> [INFORMATION SUPPLIED]:
▬▬▬▬▬▬▬▬▬▬
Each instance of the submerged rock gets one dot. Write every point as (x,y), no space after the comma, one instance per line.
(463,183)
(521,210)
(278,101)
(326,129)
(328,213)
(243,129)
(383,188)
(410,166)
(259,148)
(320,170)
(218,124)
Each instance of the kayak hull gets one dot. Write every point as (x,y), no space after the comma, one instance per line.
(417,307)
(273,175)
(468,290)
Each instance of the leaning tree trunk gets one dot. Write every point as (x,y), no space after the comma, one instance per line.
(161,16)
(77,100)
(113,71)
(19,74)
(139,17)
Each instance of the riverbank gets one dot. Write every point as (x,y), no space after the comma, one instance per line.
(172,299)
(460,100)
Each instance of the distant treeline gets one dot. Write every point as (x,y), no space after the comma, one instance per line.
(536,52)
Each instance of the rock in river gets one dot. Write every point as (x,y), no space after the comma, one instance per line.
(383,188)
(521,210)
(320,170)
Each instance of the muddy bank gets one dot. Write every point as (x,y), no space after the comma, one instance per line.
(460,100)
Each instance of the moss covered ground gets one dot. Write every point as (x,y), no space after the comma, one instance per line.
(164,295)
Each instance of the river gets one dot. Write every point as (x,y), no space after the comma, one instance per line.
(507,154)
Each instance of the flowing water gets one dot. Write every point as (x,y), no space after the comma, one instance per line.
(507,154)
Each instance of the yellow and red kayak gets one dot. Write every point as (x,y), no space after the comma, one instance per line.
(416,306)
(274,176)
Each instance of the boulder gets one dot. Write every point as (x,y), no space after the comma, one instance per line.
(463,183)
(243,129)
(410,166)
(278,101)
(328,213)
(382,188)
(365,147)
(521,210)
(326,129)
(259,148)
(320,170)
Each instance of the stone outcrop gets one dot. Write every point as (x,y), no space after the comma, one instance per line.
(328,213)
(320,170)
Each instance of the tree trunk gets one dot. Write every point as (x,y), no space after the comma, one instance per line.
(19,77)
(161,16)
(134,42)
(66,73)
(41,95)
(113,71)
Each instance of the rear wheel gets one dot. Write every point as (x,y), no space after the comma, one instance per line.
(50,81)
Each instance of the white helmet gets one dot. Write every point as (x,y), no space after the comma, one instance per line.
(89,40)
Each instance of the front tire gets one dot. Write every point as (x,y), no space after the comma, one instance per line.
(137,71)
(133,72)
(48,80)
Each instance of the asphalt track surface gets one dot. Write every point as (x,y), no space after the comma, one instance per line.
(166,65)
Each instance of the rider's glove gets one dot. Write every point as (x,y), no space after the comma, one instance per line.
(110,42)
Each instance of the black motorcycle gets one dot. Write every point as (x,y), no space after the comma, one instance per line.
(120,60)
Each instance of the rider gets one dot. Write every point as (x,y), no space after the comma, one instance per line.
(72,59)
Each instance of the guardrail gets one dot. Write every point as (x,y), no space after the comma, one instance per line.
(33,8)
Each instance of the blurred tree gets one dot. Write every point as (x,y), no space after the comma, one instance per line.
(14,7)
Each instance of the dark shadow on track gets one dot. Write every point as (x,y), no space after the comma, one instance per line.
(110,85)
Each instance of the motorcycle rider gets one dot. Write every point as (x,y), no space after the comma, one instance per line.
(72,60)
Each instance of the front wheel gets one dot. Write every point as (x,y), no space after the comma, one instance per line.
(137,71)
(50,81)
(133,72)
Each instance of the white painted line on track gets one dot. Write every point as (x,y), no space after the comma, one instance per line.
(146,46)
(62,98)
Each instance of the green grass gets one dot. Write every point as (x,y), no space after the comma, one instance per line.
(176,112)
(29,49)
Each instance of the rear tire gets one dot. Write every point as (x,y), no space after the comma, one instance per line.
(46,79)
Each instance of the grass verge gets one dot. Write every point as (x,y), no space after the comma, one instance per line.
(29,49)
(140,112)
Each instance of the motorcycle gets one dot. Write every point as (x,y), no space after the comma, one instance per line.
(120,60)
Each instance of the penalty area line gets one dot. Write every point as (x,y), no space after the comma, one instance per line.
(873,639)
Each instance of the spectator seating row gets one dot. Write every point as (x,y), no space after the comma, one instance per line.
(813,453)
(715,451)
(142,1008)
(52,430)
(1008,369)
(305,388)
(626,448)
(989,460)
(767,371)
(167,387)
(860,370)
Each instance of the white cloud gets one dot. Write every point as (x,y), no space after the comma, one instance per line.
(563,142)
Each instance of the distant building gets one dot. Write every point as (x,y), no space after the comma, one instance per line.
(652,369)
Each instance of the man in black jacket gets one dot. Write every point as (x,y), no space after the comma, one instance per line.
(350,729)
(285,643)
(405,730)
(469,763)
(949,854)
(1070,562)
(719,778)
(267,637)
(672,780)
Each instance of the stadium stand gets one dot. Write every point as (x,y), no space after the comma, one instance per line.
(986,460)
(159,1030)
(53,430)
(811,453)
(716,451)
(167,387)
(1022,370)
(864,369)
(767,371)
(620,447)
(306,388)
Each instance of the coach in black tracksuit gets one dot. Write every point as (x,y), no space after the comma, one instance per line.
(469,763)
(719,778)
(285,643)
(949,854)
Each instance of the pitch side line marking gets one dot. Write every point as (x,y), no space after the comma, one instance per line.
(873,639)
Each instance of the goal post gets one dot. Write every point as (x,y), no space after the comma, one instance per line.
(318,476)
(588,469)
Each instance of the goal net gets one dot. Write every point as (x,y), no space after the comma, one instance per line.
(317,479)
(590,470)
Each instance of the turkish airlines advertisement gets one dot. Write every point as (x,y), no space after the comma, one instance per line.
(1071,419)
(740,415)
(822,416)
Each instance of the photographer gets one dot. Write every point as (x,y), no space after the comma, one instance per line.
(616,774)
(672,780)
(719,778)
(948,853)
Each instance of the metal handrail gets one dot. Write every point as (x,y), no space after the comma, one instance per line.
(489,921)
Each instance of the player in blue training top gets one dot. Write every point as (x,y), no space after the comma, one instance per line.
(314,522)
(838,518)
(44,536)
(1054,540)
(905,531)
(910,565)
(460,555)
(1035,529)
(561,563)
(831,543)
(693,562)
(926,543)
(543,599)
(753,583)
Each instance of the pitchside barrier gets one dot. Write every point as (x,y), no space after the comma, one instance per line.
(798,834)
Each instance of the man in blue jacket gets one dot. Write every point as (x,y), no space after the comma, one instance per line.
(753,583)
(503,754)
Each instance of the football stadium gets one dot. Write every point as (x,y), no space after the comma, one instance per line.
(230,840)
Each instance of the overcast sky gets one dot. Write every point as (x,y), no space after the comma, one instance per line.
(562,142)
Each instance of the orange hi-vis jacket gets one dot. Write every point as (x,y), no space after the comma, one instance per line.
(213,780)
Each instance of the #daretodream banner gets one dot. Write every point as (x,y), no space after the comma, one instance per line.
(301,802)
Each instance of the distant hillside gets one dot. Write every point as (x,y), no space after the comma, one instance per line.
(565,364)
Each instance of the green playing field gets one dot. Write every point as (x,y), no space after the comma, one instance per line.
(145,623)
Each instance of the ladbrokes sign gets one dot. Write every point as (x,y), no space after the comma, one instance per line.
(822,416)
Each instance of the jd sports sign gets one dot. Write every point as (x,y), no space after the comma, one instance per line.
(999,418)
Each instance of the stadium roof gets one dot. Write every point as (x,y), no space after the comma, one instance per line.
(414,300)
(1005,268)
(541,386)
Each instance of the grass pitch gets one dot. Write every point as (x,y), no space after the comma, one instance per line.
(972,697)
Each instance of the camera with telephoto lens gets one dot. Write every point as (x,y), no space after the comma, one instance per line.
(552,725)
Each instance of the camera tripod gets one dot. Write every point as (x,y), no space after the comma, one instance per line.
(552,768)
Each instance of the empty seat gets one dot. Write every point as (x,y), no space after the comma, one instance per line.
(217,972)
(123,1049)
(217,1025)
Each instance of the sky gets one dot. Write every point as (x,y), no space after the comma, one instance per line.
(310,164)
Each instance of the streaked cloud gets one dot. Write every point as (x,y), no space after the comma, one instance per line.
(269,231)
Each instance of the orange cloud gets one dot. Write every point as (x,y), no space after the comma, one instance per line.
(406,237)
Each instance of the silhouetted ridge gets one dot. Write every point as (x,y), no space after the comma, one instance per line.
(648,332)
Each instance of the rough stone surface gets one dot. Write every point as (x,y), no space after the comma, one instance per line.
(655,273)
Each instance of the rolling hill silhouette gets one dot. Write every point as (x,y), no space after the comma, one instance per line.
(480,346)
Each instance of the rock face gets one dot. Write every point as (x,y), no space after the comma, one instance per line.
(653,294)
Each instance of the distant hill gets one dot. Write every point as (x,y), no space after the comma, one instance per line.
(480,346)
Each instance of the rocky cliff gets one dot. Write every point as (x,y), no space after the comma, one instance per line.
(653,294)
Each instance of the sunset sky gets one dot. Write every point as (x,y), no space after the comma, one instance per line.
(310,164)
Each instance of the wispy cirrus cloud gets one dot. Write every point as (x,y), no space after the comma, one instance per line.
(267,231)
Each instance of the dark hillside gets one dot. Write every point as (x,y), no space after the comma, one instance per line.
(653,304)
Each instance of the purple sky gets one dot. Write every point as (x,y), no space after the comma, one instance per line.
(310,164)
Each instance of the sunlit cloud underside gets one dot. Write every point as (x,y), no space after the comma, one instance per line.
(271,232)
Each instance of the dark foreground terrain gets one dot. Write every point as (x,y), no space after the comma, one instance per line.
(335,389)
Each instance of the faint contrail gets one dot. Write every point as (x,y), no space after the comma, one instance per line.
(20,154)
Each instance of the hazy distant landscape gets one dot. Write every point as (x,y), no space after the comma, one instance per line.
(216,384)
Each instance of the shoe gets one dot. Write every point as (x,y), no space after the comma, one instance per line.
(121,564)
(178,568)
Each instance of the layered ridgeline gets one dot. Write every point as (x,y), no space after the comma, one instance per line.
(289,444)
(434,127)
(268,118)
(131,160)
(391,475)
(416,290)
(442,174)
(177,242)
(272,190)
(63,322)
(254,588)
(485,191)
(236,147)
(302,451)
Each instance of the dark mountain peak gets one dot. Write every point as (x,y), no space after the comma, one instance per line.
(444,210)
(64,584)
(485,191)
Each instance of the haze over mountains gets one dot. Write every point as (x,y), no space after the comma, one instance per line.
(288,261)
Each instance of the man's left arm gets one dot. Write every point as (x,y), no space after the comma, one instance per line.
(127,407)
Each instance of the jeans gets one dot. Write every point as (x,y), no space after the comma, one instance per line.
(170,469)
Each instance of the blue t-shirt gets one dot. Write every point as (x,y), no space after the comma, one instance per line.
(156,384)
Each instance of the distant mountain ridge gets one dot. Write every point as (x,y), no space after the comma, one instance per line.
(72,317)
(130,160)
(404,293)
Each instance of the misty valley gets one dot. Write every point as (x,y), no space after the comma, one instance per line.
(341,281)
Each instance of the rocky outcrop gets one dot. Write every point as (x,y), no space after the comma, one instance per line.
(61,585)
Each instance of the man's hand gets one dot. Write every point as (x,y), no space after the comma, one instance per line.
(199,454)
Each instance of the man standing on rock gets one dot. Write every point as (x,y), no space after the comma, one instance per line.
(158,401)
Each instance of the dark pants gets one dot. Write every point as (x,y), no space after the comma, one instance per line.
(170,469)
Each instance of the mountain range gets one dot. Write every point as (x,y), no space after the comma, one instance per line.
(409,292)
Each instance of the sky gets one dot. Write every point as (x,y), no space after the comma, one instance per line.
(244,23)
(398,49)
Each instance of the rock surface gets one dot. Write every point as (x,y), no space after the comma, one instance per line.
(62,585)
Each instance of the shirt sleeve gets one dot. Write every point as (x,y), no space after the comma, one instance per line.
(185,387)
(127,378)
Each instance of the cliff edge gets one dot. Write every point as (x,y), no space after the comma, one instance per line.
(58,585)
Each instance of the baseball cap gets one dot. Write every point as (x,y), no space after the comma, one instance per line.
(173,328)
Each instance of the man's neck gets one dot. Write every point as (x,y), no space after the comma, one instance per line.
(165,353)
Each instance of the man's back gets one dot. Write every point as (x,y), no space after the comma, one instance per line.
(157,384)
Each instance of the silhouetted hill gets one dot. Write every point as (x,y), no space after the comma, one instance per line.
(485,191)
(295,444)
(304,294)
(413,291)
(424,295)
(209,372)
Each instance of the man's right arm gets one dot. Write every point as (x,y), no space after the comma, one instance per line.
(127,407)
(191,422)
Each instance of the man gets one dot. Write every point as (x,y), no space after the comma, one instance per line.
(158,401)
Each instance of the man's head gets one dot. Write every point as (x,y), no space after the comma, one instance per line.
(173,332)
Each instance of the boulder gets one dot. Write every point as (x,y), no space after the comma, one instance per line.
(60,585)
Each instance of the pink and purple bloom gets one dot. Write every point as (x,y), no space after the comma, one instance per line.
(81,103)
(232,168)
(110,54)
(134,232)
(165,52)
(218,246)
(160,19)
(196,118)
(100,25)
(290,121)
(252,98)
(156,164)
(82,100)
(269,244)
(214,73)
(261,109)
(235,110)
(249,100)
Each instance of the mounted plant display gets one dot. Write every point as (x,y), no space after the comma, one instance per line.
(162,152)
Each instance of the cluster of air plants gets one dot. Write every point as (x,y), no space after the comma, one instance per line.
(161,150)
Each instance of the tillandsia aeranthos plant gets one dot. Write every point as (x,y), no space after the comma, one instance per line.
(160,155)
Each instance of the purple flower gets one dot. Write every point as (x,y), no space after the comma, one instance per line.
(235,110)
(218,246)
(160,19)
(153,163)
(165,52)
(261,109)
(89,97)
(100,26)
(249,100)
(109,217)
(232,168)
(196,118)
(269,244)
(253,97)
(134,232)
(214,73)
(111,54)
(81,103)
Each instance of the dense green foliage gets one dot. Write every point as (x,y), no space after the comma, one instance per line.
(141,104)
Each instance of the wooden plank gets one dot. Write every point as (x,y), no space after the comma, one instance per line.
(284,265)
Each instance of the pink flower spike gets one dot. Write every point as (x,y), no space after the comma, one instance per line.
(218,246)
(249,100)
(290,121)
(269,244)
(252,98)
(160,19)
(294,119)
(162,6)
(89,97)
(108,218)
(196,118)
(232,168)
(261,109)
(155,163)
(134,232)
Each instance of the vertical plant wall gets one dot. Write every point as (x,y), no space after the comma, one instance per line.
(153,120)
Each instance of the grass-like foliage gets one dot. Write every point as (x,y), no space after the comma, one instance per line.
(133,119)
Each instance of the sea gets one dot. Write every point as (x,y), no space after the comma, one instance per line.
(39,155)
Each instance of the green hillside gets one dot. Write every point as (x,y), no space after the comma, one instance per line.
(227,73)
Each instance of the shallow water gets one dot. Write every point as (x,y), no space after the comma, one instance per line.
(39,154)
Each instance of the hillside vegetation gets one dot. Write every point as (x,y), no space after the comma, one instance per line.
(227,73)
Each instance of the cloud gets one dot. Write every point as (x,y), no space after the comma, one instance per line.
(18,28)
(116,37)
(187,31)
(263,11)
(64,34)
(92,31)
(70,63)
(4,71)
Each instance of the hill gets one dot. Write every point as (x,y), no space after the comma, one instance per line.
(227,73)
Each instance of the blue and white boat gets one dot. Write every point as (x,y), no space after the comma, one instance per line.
▬▬▬▬▬▬▬▬▬▬
> [STATED TASK]: From the line holding "Each instance of the hillside" to the last line of the records, quote each line exactly and add nothing.

> [EXERCISE ANSWER]:
Each instance of the hillside vegetation gets one dot. Write every point as (x,y), no space after the comma, one instance per line.
(227,73)
Each instance of the cloud gets one dot. Write every point as (x,y), no space after the comma, one instance per line.
(18,28)
(116,37)
(187,31)
(263,11)
(64,34)
(92,31)
(70,63)
(4,71)
Each instance of the hill gets one dot. Write every point as (x,y), no space after the comma, one instance per line.
(227,73)
Each instance of the blue and white boat gets one dot. Write every point as (x,y), no space after the comma, one instance per line.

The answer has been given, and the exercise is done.